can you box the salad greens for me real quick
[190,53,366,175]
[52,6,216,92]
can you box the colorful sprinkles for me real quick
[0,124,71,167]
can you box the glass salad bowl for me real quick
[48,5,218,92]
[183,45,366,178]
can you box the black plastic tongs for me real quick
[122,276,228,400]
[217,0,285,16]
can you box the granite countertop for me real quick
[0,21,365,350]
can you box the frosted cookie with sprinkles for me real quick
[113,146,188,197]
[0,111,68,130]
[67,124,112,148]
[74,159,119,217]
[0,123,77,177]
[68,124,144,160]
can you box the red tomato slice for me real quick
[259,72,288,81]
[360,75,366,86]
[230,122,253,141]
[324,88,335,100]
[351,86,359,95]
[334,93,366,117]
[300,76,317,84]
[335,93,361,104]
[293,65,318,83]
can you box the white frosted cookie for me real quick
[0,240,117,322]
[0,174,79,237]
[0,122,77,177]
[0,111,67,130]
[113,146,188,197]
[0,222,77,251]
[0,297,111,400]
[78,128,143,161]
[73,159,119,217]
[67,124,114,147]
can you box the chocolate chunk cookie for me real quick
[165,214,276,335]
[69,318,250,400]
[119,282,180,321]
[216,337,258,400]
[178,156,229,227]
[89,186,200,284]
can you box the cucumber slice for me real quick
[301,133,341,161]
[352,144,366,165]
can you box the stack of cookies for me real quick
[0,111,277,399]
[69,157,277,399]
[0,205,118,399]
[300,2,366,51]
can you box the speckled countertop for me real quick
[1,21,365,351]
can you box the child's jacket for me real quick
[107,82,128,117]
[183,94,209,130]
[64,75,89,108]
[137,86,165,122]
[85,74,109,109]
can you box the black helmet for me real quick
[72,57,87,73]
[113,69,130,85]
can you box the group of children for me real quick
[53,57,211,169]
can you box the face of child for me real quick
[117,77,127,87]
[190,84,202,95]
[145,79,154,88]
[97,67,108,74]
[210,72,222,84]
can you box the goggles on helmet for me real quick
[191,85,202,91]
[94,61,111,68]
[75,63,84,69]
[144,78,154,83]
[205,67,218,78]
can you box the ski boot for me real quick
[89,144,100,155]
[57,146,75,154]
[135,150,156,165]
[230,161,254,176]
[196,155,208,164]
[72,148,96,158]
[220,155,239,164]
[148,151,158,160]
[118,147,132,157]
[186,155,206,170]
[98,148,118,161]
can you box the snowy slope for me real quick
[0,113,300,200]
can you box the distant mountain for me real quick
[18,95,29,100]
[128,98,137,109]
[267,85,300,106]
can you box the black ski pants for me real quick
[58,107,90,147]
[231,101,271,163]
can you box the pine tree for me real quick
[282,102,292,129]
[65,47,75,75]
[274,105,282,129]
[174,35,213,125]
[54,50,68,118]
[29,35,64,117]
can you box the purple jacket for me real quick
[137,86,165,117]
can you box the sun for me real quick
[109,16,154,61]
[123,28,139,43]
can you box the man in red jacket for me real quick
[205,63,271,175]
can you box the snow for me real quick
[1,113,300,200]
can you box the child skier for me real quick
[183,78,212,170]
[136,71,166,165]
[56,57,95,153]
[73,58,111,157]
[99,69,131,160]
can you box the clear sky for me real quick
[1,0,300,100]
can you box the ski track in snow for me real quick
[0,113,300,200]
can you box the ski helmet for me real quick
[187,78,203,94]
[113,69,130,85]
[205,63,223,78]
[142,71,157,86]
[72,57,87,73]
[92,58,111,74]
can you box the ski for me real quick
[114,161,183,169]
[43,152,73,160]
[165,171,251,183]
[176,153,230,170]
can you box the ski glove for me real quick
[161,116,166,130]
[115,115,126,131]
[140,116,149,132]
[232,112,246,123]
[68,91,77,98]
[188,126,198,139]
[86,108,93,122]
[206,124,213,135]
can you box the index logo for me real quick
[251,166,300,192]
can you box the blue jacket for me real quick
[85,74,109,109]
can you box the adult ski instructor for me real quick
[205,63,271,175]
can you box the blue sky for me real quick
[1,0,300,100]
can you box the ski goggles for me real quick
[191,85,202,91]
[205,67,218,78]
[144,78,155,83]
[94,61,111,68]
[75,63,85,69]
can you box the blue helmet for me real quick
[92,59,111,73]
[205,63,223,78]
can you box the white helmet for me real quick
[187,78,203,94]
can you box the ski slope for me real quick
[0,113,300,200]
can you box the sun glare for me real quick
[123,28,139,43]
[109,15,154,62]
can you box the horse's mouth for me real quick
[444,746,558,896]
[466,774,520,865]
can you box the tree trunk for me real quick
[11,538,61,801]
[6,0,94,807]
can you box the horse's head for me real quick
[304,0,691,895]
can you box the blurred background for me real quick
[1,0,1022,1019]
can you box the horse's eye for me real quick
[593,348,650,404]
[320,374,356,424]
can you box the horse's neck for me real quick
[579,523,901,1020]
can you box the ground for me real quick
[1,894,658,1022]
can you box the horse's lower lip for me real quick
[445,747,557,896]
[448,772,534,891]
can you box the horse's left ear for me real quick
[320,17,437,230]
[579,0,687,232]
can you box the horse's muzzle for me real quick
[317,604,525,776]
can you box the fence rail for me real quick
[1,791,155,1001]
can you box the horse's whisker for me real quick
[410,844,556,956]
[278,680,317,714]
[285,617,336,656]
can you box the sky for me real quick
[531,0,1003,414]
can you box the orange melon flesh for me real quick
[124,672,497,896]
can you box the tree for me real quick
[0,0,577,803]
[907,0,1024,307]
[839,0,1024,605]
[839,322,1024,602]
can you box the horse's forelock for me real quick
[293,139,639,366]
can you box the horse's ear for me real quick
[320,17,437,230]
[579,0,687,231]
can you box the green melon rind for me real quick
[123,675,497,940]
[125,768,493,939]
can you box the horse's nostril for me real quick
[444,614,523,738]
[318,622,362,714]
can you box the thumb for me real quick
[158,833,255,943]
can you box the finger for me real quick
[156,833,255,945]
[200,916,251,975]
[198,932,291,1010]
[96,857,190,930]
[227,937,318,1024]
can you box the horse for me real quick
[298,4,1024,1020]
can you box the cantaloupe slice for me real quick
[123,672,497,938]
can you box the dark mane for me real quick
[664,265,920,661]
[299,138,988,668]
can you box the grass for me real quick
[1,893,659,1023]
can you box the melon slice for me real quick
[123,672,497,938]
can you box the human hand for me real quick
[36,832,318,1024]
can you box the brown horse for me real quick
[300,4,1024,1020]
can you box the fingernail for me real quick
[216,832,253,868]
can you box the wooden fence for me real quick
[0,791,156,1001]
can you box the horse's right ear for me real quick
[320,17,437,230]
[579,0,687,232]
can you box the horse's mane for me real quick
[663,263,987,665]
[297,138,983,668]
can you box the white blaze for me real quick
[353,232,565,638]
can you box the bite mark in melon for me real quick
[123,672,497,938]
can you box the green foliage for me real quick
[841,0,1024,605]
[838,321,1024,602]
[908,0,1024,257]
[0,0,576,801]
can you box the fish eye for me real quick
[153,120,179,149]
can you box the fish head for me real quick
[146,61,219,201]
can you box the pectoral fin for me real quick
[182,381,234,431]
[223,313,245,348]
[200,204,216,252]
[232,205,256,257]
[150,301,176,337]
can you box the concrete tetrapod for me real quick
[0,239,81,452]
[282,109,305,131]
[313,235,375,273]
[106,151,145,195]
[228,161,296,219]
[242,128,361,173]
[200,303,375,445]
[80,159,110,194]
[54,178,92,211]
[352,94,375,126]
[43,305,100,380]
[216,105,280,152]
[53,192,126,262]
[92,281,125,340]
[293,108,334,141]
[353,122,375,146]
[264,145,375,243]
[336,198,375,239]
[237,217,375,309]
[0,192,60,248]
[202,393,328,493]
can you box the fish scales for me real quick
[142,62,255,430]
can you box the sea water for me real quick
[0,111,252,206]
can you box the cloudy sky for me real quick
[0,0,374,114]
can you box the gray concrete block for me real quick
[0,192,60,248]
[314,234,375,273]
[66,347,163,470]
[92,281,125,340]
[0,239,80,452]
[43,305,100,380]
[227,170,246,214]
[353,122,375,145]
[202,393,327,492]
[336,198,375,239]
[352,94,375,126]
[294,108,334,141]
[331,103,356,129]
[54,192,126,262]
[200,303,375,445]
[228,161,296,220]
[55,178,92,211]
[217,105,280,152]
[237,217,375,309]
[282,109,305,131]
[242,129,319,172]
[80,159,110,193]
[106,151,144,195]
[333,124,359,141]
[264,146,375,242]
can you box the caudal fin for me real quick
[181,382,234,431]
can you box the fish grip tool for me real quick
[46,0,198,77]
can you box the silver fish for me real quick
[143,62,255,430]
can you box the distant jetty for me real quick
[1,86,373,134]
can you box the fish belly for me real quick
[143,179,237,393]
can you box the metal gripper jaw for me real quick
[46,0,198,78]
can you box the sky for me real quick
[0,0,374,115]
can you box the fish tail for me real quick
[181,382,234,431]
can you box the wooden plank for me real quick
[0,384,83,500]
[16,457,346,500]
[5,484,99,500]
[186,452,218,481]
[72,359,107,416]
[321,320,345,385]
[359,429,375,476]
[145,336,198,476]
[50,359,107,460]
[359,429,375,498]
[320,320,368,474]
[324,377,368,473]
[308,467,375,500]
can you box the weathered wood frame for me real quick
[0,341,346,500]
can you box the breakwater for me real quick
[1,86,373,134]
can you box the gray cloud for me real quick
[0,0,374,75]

^^^^

> **TASK TO COMPLETE**: Find "can you box the wooden plank" in the data above, then repeat that line and all lines after it exactly, ending with the final line.

> **RESPONSE TO THE EXERCISE**:
can you box the wooden plank for me real quick
[0,384,83,500]
[16,457,346,500]
[5,484,99,500]
[186,452,218,481]
[72,359,107,416]
[321,320,345,385]
[359,429,375,476]
[145,336,198,476]
[50,359,107,460]
[359,429,375,498]
[320,320,368,474]
[324,377,368,473]
[308,467,375,500]
can you box the weathered wood frame for me real quick
[0,341,346,500]
can you box the breakwater for me real quick
[1,86,373,134]
can you box the gray cloud for me real quick
[0,0,374,75]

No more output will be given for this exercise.